Goal:
Starting at the line that has "[point] every instance of the pink" and going through the end of the items, copy those lines again with "parsley leaf" swapped for "parsley sprig" and nothing else changed. Leave the pictures out of your copy.

Record extracts:
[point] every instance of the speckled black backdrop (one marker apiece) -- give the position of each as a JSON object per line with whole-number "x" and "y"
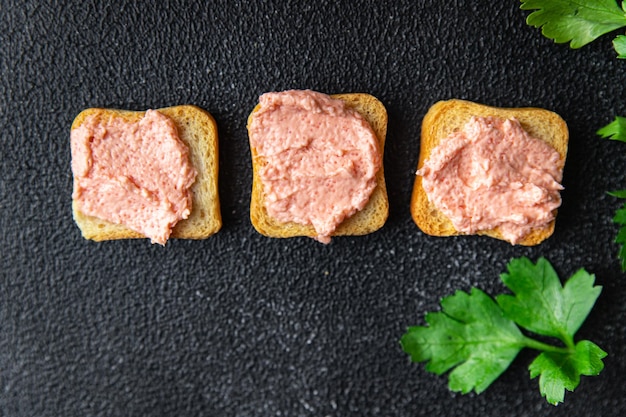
{"x": 243, "y": 325}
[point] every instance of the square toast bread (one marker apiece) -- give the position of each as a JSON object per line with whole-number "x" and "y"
{"x": 198, "y": 130}
{"x": 371, "y": 218}
{"x": 445, "y": 117}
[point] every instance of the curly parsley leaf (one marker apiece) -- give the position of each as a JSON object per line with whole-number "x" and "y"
{"x": 576, "y": 21}
{"x": 471, "y": 334}
{"x": 476, "y": 338}
{"x": 561, "y": 371}
{"x": 541, "y": 304}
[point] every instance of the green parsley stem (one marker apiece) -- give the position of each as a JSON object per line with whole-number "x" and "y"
{"x": 535, "y": 344}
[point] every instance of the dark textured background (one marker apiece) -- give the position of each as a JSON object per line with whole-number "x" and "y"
{"x": 243, "y": 325}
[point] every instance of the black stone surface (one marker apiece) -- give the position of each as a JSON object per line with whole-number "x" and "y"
{"x": 242, "y": 325}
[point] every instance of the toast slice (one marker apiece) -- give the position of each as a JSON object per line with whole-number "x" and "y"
{"x": 198, "y": 130}
{"x": 445, "y": 117}
{"x": 371, "y": 218}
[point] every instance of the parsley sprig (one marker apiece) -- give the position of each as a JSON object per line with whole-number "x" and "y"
{"x": 578, "y": 21}
{"x": 616, "y": 130}
{"x": 476, "y": 337}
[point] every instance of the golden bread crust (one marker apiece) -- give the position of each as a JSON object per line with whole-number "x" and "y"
{"x": 371, "y": 218}
{"x": 198, "y": 130}
{"x": 445, "y": 117}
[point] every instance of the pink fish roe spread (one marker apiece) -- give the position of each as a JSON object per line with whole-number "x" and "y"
{"x": 321, "y": 159}
{"x": 492, "y": 173}
{"x": 134, "y": 174}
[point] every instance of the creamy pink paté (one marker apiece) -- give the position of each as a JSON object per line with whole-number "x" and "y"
{"x": 321, "y": 159}
{"x": 134, "y": 174}
{"x": 492, "y": 173}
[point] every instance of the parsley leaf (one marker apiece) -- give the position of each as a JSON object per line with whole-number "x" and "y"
{"x": 620, "y": 219}
{"x": 561, "y": 371}
{"x": 470, "y": 333}
{"x": 541, "y": 304}
{"x": 616, "y": 130}
{"x": 576, "y": 21}
{"x": 476, "y": 338}
{"x": 619, "y": 43}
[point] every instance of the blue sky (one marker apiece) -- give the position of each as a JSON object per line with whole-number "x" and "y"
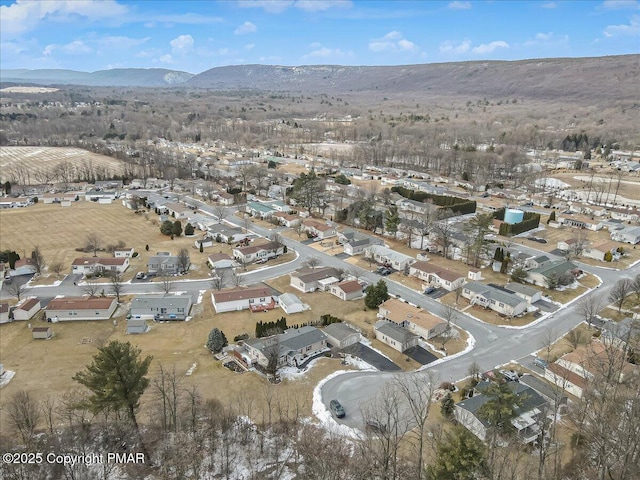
{"x": 197, "y": 35}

Result for this task:
[point] every instance of the pink fish roe spread (one marker apiece) -- give the position of each as a JSON object per line with whole-number "x" and "y"
{"x": 321, "y": 159}
{"x": 492, "y": 173}
{"x": 134, "y": 174}
[point] every instance of the creamy pink paté (one marker apiece) -- give the position of each as a JSON object per line with whole-number "x" and "y"
{"x": 321, "y": 159}
{"x": 134, "y": 174}
{"x": 492, "y": 173}
[point] every instance of the parsley sprig (one marker apiece) -- give the position of each as a JSON object per line with whole-number "x" and "y"
{"x": 620, "y": 219}
{"x": 561, "y": 371}
{"x": 470, "y": 333}
{"x": 541, "y": 304}
{"x": 616, "y": 130}
{"x": 576, "y": 21}
{"x": 476, "y": 338}
{"x": 619, "y": 43}
[point] every instance of the blue sky (one marker apiece) -- give the position of each as a JSON object per line with whole-number "x" and "y"
{"x": 197, "y": 35}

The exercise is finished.